[EXERCISE DETAILS]
Rewrite the stretch of the records from the line containing "Can you see the black microphone" through the end of the records, replacing "suit jacket" with "blazer" and leaving everything else unchanged. Return only that stretch, and omit the pictures.

━━━ RECORDS FOR PROCESSING

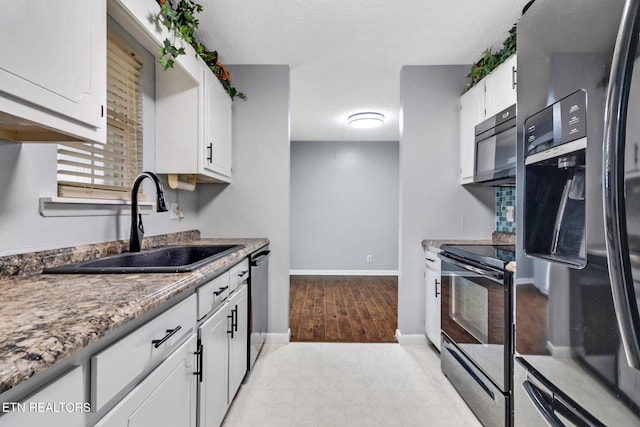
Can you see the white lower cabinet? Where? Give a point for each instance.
(61, 403)
(167, 397)
(214, 387)
(143, 349)
(432, 279)
(238, 339)
(223, 346)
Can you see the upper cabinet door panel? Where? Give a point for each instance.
(500, 87)
(217, 141)
(54, 56)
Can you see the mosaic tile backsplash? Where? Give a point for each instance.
(505, 196)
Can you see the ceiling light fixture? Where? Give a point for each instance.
(365, 120)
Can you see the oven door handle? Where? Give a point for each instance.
(474, 268)
(541, 403)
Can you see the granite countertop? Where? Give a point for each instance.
(497, 238)
(44, 318)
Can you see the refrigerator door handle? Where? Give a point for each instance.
(621, 279)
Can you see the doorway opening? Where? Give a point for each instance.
(343, 308)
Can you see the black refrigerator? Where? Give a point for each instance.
(577, 324)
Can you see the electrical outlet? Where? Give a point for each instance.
(175, 212)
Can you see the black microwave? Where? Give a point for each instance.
(495, 144)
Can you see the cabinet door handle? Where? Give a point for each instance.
(170, 333)
(199, 354)
(234, 313)
(210, 152)
(221, 290)
(231, 317)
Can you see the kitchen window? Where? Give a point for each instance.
(106, 171)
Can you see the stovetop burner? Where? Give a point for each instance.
(497, 256)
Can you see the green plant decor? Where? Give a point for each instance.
(491, 60)
(179, 17)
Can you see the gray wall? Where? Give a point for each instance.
(256, 204)
(433, 205)
(344, 206)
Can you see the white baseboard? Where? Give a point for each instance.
(343, 272)
(279, 338)
(410, 339)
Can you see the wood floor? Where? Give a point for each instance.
(343, 308)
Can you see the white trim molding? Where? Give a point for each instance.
(343, 272)
(58, 206)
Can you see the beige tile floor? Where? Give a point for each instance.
(327, 384)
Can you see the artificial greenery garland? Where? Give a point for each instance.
(179, 18)
(490, 60)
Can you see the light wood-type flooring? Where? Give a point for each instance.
(343, 308)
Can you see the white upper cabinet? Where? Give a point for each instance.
(488, 97)
(193, 111)
(53, 70)
(500, 87)
(217, 126)
(471, 113)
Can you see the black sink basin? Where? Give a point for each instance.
(168, 259)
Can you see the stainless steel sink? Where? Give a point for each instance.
(167, 259)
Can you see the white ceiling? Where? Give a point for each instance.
(346, 55)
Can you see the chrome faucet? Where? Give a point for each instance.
(137, 230)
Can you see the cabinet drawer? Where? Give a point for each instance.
(212, 294)
(115, 367)
(239, 274)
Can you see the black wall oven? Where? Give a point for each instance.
(477, 327)
(495, 144)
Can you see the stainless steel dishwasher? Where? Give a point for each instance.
(258, 302)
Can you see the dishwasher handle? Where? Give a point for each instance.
(260, 258)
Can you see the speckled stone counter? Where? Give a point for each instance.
(497, 238)
(44, 318)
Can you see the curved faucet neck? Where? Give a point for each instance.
(137, 229)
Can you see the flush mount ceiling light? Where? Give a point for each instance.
(365, 120)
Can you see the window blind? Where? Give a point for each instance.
(106, 171)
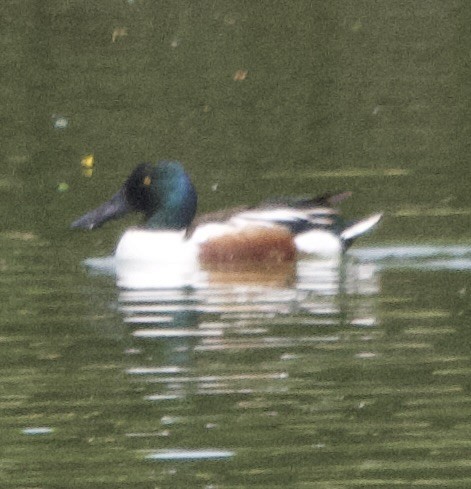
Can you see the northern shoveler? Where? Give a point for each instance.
(275, 231)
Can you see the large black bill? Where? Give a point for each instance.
(116, 207)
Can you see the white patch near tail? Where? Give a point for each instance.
(360, 227)
(322, 243)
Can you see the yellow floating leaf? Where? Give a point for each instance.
(240, 75)
(118, 32)
(88, 161)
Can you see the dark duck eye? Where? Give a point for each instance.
(138, 189)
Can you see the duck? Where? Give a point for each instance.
(274, 232)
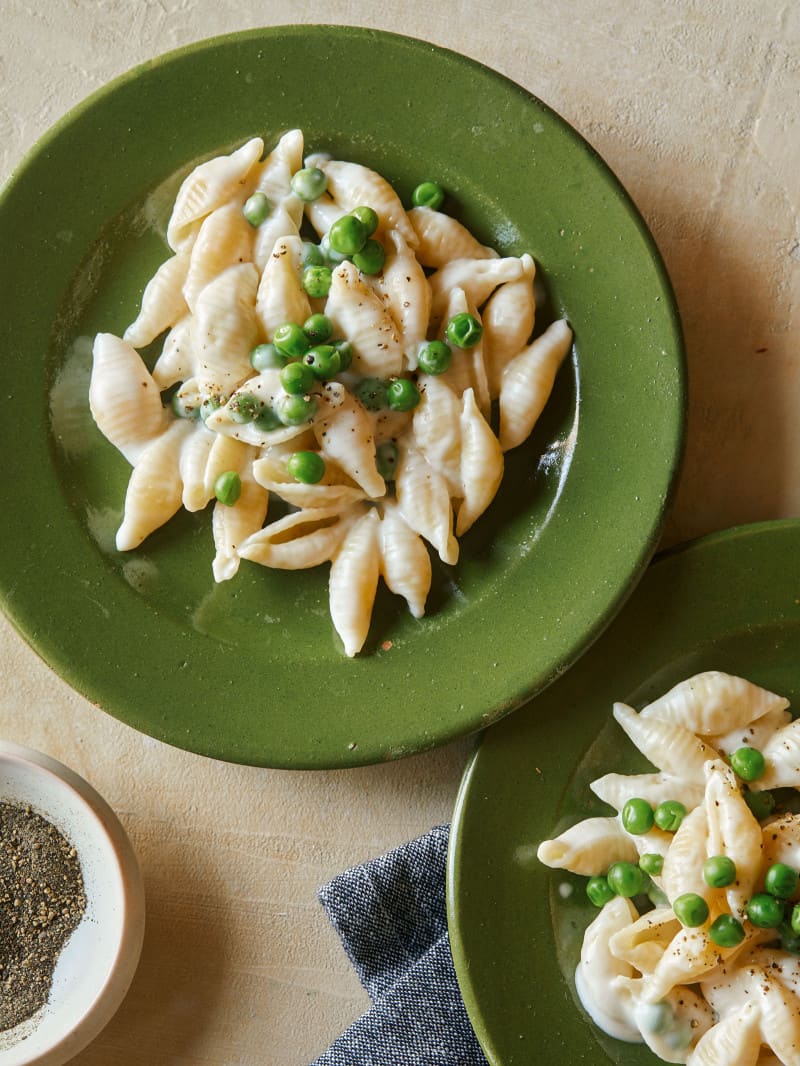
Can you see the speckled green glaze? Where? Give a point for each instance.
(251, 671)
(728, 601)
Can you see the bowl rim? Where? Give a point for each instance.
(97, 813)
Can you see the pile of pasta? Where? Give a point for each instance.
(228, 286)
(648, 976)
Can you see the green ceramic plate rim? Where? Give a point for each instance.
(382, 739)
(491, 779)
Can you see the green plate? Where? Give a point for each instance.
(730, 601)
(251, 671)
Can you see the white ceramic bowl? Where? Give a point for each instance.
(97, 964)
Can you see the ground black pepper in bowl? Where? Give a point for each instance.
(42, 902)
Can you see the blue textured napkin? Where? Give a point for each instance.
(389, 915)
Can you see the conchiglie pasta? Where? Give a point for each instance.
(707, 985)
(366, 475)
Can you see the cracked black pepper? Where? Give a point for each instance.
(42, 902)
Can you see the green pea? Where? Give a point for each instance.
(625, 878)
(312, 256)
(748, 762)
(308, 467)
(464, 330)
(296, 409)
(317, 281)
(428, 194)
(323, 360)
(256, 209)
(244, 407)
(371, 392)
(761, 804)
(386, 456)
(267, 420)
(290, 340)
(297, 378)
(332, 256)
(267, 357)
(726, 932)
(181, 408)
(652, 863)
(434, 357)
(781, 881)
(347, 236)
(669, 814)
(600, 891)
(228, 487)
(346, 353)
(690, 909)
(308, 183)
(371, 257)
(637, 817)
(402, 394)
(318, 328)
(719, 871)
(209, 405)
(789, 939)
(764, 910)
(368, 217)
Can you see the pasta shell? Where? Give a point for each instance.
(477, 277)
(714, 703)
(644, 940)
(225, 239)
(782, 756)
(281, 294)
(733, 830)
(123, 397)
(683, 863)
(755, 735)
(780, 1017)
(669, 746)
(322, 212)
(442, 238)
(601, 980)
(226, 453)
(527, 383)
(224, 329)
(617, 789)
(508, 323)
(300, 540)
(405, 294)
(734, 1039)
(194, 455)
(481, 464)
(351, 184)
(347, 438)
(162, 302)
(405, 565)
(425, 503)
(274, 181)
(175, 362)
(233, 525)
(354, 574)
(358, 315)
(209, 186)
(782, 842)
(589, 848)
(155, 488)
(466, 370)
(437, 429)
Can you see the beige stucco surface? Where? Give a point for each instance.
(694, 105)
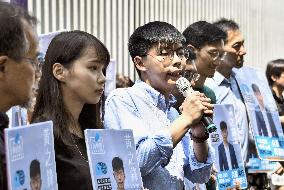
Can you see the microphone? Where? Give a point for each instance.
(184, 87)
(4, 121)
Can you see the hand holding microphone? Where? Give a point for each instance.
(196, 104)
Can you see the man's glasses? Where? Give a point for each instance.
(168, 55)
(215, 55)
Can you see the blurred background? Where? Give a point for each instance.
(113, 21)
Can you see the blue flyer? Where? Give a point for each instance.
(30, 157)
(112, 159)
(226, 142)
(262, 112)
(255, 165)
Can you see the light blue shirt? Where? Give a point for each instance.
(227, 92)
(144, 110)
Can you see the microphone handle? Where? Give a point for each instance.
(208, 122)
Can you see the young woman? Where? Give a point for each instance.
(72, 83)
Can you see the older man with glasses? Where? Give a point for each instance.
(18, 59)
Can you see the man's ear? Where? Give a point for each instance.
(273, 78)
(139, 64)
(3, 61)
(59, 72)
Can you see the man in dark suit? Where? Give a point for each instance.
(259, 109)
(227, 155)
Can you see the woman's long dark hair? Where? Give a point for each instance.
(65, 48)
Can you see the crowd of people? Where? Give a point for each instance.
(172, 146)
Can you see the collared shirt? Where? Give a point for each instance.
(227, 92)
(144, 110)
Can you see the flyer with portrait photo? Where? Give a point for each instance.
(226, 142)
(30, 157)
(262, 113)
(112, 159)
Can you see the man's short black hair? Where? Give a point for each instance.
(226, 24)
(201, 33)
(223, 125)
(13, 42)
(34, 168)
(144, 37)
(117, 164)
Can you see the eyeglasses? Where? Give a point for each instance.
(215, 55)
(191, 75)
(166, 55)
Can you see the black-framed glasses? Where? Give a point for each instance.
(166, 55)
(215, 55)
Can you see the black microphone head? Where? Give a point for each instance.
(183, 86)
(4, 121)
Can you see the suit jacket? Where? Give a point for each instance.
(223, 163)
(260, 122)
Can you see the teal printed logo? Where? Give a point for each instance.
(16, 146)
(101, 168)
(19, 178)
(97, 144)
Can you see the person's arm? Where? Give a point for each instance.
(153, 148)
(192, 108)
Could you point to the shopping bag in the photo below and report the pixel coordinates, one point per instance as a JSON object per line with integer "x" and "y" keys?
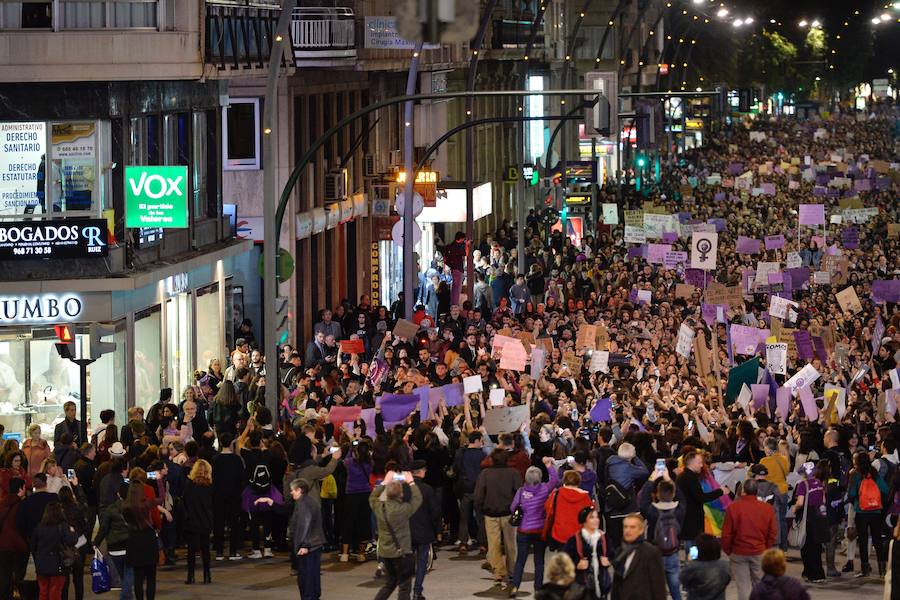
{"x": 99, "y": 574}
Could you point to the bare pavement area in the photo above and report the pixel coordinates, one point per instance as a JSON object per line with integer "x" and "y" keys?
{"x": 453, "y": 576}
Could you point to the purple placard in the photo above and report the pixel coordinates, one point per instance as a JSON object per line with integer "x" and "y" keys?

━━━━━━

[SOLUTION TO THIS EXERCISE]
Can you see the black microphone head? Where? Give a point for each instance.
(183, 86)
(4, 121)
Can you see the blazer? Where? Give a point for each instance.
(223, 163)
(260, 122)
Can you see the teal printed logo? Where? Give a point for each instance.
(16, 146)
(101, 168)
(19, 178)
(97, 144)
Can you see the person's arm? Where? Give a point for each instance.
(153, 148)
(192, 108)
Could you point to the shopping bag in the photo below and report the pixel coordinates, one point per instance as a JSON object per line with integer "x" and "y" keys?
{"x": 99, "y": 574}
Could you point to the bare pavement area in the photo above and report the pixel coordinates, one point per instance as a JSON object per line with integer "x" and "y" keys?
{"x": 453, "y": 576}
Could you point to the purple placard in the photo above and report the pixel coordinates, one point per instance as a JSON object per line with integer "x" and "y" keys?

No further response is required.